• _Testo scelto_:
_ _ _ _
Una volta operata l’epoché, tuttavia, occorre saper individuare le essenze. L’“afferramento” dell’essenza è un aspetto indubbiamente problematico dell’impostazione fenomenologica, visto che non può essere trattato come un insieme di procedure scientifiche codificabile e insegnabile, trattandosi comunque di una forma di conoscenza intuitiva che dipende dall’abilità del fenomenologo. Una via possibile indicata da Husserl è quella – definita della variazione eidetica – di partire da un atto individuale qualsiasi (una percezione, un ricordo, una atto linguistico più o meno strutturato) e poi compiere una variazione delle sue caratteristiche per lasciare cadere quelle che attengono strettamente all’individualità dell’atto e dell’oggetto per far emergere ciò che di universale in questa individualità si manifesta.
_ _ _ _
• _Elenco_:
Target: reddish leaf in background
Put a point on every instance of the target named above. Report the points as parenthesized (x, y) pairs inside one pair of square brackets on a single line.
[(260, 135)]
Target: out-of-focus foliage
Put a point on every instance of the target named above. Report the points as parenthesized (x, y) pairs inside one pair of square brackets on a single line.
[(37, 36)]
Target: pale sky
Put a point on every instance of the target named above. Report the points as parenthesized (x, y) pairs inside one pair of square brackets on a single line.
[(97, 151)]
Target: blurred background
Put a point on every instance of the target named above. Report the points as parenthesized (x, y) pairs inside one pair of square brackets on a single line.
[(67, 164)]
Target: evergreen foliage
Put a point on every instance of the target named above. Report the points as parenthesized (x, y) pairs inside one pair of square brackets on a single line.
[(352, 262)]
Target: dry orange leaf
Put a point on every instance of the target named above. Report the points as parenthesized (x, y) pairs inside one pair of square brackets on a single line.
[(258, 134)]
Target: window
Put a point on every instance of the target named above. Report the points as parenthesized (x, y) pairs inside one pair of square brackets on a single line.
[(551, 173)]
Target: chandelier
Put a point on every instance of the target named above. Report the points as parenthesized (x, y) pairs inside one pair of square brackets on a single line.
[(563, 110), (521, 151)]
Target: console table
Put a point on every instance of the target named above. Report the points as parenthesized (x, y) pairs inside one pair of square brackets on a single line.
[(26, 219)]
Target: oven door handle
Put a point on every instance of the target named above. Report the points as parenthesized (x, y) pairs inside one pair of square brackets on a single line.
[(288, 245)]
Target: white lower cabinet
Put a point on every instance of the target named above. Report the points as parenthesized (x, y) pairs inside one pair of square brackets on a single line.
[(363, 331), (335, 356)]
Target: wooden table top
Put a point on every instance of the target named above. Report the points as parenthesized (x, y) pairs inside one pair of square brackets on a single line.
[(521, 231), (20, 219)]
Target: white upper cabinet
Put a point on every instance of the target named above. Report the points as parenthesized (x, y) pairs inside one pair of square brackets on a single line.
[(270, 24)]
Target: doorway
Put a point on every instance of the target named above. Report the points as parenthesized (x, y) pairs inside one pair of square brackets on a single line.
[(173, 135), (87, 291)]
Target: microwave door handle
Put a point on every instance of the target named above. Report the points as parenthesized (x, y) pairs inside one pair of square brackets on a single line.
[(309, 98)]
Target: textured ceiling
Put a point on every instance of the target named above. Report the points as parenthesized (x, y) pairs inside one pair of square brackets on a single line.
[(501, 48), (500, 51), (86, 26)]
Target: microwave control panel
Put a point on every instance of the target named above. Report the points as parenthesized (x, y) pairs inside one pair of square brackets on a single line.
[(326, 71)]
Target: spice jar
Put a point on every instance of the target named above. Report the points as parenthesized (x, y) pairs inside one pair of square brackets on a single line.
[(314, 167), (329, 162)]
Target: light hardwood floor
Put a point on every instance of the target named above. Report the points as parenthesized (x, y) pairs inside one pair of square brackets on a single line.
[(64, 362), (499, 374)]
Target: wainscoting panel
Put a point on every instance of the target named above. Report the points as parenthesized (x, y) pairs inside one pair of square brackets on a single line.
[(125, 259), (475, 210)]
_ _ _ _
• _Consegna_: Nel testo scelto, qual è il nome della via indicata da Husserl per far emergere l'essenza partendo da un atto individuale?

• _Risposta_: La variazione eidetica.